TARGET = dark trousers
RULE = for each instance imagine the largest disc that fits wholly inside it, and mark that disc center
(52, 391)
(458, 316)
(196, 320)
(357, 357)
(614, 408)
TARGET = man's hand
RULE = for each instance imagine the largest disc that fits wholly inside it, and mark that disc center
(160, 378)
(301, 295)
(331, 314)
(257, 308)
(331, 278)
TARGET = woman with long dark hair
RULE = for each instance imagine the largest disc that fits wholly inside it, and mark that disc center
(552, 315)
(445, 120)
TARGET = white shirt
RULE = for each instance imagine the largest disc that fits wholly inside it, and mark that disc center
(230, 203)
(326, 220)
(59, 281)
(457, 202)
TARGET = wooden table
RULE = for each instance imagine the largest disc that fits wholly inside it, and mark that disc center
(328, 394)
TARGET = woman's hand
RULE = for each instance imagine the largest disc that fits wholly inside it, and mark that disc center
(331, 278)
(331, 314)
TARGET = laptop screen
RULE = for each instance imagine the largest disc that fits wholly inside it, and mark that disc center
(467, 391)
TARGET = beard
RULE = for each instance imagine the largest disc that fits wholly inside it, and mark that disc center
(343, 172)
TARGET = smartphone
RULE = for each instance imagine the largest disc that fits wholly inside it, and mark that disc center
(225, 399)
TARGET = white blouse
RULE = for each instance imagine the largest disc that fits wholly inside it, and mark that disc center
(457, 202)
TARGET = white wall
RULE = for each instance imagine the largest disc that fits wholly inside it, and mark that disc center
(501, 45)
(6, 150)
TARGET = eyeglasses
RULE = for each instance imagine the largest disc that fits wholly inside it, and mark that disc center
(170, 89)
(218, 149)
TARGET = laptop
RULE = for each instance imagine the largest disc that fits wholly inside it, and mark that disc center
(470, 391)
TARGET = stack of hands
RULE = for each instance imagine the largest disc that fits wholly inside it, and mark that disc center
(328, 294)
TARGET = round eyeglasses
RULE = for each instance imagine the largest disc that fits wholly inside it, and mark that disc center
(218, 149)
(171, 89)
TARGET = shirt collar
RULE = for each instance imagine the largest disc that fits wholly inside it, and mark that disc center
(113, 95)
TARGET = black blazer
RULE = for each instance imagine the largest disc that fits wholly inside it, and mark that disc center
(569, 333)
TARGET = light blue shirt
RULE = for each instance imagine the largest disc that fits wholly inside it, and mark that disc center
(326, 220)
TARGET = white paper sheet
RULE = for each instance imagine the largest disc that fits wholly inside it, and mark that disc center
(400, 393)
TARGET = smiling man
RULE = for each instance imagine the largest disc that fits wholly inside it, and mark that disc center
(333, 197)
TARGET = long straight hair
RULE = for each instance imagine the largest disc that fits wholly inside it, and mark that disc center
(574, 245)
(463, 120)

§

Your task is to retype all the records above with nothing left out.

TARGET = dark trousers
RULE = for each instance imagine the largest disc that fits wholly inside it, and mark that disc center
(52, 391)
(458, 316)
(196, 320)
(357, 357)
(614, 408)
TARGET = man's hand
RULE = for each instance imagine the largest disc that fits wholly inside it, and mark that disc center
(160, 378)
(301, 295)
(331, 314)
(257, 308)
(331, 278)
TARGET = woman with long dark hair
RULE = for each instance imagine the largest disc that fits wholly inside it, and mark that disc center
(552, 315)
(445, 120)
TARGET = white shirt
RULE = for each instance imagine the largest disc that fits wholly inside it, and mark that disc center
(230, 203)
(326, 220)
(59, 281)
(457, 202)
TARGET = wooden table
RULE = for each instance imagine the largest disc that fits wholly inside it, and mark that disc center
(328, 394)
TARGET = woman's hand
RULE = for each instance imagine the largest disc that fits wholly inside it, and mark that disc center
(331, 278)
(331, 314)
TARGET = laptop screen
RULE = for each instance imagine the largest disc that fits wholly inside it, and mark that disc center
(467, 391)
TARGET = beard
RULE = for each instance imagine the largest disc that fits wholly inside it, and mark that disc center
(343, 172)
TARGET = smartphone
RULE = for each instance imagine the largest disc that fits wholly inside it, and mark that disc center
(225, 399)
TARGET = white blouse
RULE = for each instance imagine the largest disc that fits wholly inside it, and mark that disc center
(457, 202)
TARGET = white wall
RULE = for each instance imagine the largest disc that fits wholly inside it, and mark that disc center
(501, 45)
(6, 150)
TARGET = eyeglasses
RULE = for each instance imagine the largest disc that fits wholly inside it, and mark that disc center
(170, 89)
(218, 149)
TARGET = laptop
RULE = for each instance imagine the largest disc that fits wholly inside it, and mark that disc center
(470, 391)
TARGET = stack of hands
RULE = for each instance imagine the largest disc that fits wholly inside it, and mark that disc center
(328, 294)
TARGET = round eyeglasses
RULE = for each instance imagine the largest disc that fits wholly inside it, and mark that disc center
(218, 149)
(171, 89)
TARGET = shirt collar
RULE = for each instance imagine the largest disc that fits wholly inside it, and mark that disc center
(113, 95)
TARGET = black blazer
RULE = for each instance imagine the largest disc that fits wholly inside it, and mark that disc center
(569, 333)
TARGET = light blue shirt
RULE = for each instance imagine the largest disc that fits wholly inside it, and mark that disc center
(326, 220)
TARGET = white paper sheet
RULE = for each instance imagine the largest disc that fits wholly inside it, and mark that disc center
(400, 393)
TARGET = smiling man
RULE = for each instance imagine the largest disc that fits wholly inside it, and mark that disc center
(333, 197)
TARGET = long straight hair
RULE = for each instance imagine the largest disc that fits wholly inside it, and mark that disc center
(574, 245)
(463, 120)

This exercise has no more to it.